◆ APPLY WHAT YOU READ ◆
(A) Answer these questions from the overview of vEGU21 BG3 sessions, using one line for each answer:
(i) What session number does Peatlands under pressure have?
(ii) Which two groups co-organized the session on detecting, attributing and modelling tree mortality?
(iii) Which session codes are listed as co-organizing Natural disturbance, forest management, and ecosystem functioning?
(B) Reproduce the part of the overview of vEGU21 BG3 sessions that starts at "From soils to" and ends at "post-disturbance management practices.".

◆ EXTRACT PROVIDED ◆
Segment Open

BG3 of the upcoming vEGU21 includes a wide range of soil-focused sessions, from Soils and Global Change (Co-organized by BG3.26/SSS12, co-convened by Abad Chabbi and Cornelia Rumpel) – with a focus on biogeochemical cycles, soil processes and feedback mechanisms invites contributions of experimental work, modelling and long term observations of soils in contrasting climatic regions, soil carbon and its response to warming – to Peatlands under pressure (BG3.24, co-convened by Annalea Lohila, Gareth Clay, Maxim Dorodnikov and Frans-Jan W. Parmentier), which will focus on observed or predicted changes caused by climate change, nutrient loading or land-use on the biogeochemistry of peatlands and invites experimental and modelling contributions of high- and low latitude peatlands.
From soils to forest ecosystems, consider these BG3 sessions for your abstract: Natural disturbance, forest management, and ecosystem functioning (Co-organized by BG3.11/CL3.2/SSS9, co-convened by Mathias Mayer, Frank Hagedorn, Nadine Ruehr, Lars Vesterdal, Olga Vindušková) focuses on how forest management shapes forest susceptibility to natural disturbances, and how management can alleviate post-disturbance effects on ecosystem functioning. This session invites contributions from tree and soil processes at the microscale to landscape-level dynamics, pre- and post-disturbance management practices.
Tree mortality is the focus of Forests under pressure: causes and consequences of climate-induced forest dieback across biomes (BG3.10, co-convened by Francesco Ripullone, Giovanna Battipaglia, Jesus Julio Camarero, Veronica De Micco and Angelo Rita) and Towards an coherent assessment of forest dynamics: Detecting, attributing and modelling of tree mortality (co-organized BG3.16, by the IUFRO Task Force on Monitoring Global Tree Mortality and the International Tree Mortality Network, co-convened by Nadine Ruehr, Adriane Esquivel-Muelbert, Henrik Hartmann, Thomas Pugh and Cornelius Senf). While the first session (BG3.10) invites contributions focused on forest vulnerability and dieback under current and future climate change scenarios, forest structure and tree species composition, spanning various scales (cells to plant communities, ecosystems and global approaches), temporal approaches (tree-ring series to xylogenesis and long-term forecasting) and interdisciplinary frameworks (microscopy and individual plant physiology to remote sensing) as well as forest management to improve resilience, the second session (BG3.16) invites contributions that use ground-based and remote sensing data to assess the state of our forests to discuss monitoring methods and modelling of tree mortality at various scales.

Segment Closed

◆ DATA TO EXAMINE ◆
Segment Open

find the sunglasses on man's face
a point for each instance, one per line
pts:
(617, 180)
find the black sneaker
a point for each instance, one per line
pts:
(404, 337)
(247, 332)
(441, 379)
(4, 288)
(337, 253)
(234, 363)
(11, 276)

Segment Closed

◆ SOLUTIONS TO THE EXERCISE ◆
(A)
(i) BG3.24
(ii) The IUFRO Task Force on Monitoring Global Tree Mortality and the International Tree Mortality Network
(iii) BG3.11/CL3.2/SSS9

(B)
From soils to forest ecosystems, consider these BG3 sessions for your abstract: Natural disturbance, forest management, and ecosystem functioning (Co-organized by BG3.11/CL3.2/SSS9, co-convened by Mathias Mayer, Frank Hagedorn, Nadine Ruehr, Lars Vesterdal, Olga Vindušková) focuses on how forest management shapes forest susceptibility to natural disturbances, and how management can alleviate post-disturbance effects on ecosystem functioning. This session invites contributions from tree and soil processes at the microscale to landscape-level dynamics, pre- and post-disturbance management practices.